Task description =>
Quote all of the entries word for word.

Records for this task =>
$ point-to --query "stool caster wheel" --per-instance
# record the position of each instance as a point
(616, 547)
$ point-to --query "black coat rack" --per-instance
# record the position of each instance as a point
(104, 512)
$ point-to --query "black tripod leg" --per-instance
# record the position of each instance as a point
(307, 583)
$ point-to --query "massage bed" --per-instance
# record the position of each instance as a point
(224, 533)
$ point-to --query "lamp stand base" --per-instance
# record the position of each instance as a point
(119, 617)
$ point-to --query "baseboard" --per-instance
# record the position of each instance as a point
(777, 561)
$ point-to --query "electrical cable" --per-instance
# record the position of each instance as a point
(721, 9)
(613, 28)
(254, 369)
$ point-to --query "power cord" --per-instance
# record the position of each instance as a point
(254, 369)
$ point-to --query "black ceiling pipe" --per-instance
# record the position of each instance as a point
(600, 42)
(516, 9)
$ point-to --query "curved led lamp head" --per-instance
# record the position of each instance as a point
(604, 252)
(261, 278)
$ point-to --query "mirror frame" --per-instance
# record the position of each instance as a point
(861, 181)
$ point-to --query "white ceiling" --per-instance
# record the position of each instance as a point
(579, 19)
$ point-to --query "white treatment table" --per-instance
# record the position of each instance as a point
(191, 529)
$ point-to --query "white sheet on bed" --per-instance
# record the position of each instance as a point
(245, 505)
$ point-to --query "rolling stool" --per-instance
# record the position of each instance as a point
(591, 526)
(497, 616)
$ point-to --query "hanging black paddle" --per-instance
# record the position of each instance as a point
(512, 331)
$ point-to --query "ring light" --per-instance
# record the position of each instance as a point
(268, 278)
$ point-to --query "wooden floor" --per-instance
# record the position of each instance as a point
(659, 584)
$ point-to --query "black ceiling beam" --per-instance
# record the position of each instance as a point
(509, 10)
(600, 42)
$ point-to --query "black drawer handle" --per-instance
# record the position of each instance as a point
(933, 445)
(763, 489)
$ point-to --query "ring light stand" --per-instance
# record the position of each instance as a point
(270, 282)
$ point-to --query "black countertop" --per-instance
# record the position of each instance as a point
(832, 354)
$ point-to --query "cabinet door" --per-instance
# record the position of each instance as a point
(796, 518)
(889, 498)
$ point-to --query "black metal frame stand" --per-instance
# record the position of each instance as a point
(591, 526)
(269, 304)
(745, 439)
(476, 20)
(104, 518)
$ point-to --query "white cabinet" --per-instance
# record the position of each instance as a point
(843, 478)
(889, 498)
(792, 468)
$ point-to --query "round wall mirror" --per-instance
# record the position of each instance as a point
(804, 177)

Solved exercise =>
$ point-to --query "stool caster wheel" --per-instance
# record the position of each instance as a point
(616, 547)
$ point-to --query "black coat rack" --per-instance
# record the position of each instance as a point
(104, 512)
$ point-to --query "black tripod leg" --per-instance
# record the position of each instance as a point
(307, 583)
$ point-to --query "massage bed" --per-instance
# record the position of each instance as a point
(224, 533)
$ point-to --query "lamp stand base" --per-instance
# record the position of each instance as a point
(119, 617)
$ point-to --query "baseboard" --per-instance
# record the position of each instance as a point
(777, 561)
$ point-to --query "electrical cable" --per-instance
# record the position of each instance as a point
(721, 9)
(613, 28)
(254, 369)
$ point-to --query "power cord" --per-instance
# record the position of each instance as a point
(254, 369)
$ point-to --query "black ceiling pipe" --per-instance
# record the position of each instance as a point
(600, 42)
(516, 9)
$ point-to --query "curved led lamp head" --per-instance
# record the position of each instance as a point
(604, 252)
(261, 278)
$ point-to --query "mirror frame" --per-instance
# record the position of each instance as a point
(861, 181)
$ point-to --query "white ceiling" --per-instance
# record the position of each instance as a point
(579, 19)
$ point-to --query "white treatment table" --per-instance
# record the position of each instance as a point
(191, 529)
$ point-to --query "white sheet on bed" --per-instance
# record the position of each instance as a point
(245, 505)
$ point-to --query "rolling stool" --per-instance
# record the position of each instance as a point
(591, 526)
(497, 616)
$ point-to --query "hanging black paddle" --per-instance
# record the position of each instance as a point
(512, 331)
$ point-to --query "ring light" --per-instance
# record the position of each instance as a point
(268, 278)
$ point-to --query "wooden floor" --per-instance
# record the position of each instance as a point
(659, 584)
$ point-to --query "black ceiling beam" --per-instance
# record the position of each instance as a point
(509, 10)
(600, 42)
$ point-to --query "black drawer handle" --per-instance
# record the position of each instance as a point
(933, 445)
(763, 489)
$ point-to --query "ring light stand" --per-instance
# record the position of each instance as a point
(270, 282)
$ point-to --query "black countertop" --per-instance
# record the position of each instance as a point
(832, 354)
$ point-to --query "cabinet door" --per-instance
# record the position of each instance as a point
(796, 518)
(889, 498)
$ point-to --query "black metal frame stand" --per-instance
# record the position of each instance as a point
(591, 526)
(269, 304)
(745, 439)
(476, 20)
(104, 518)
$ point-to --query "white cabinet" --per-instance
# record the position of each instance as a point
(843, 478)
(889, 498)
(792, 468)
$ point-to --query "round wall mirror" --per-instance
# record the position of each instance as a point
(804, 177)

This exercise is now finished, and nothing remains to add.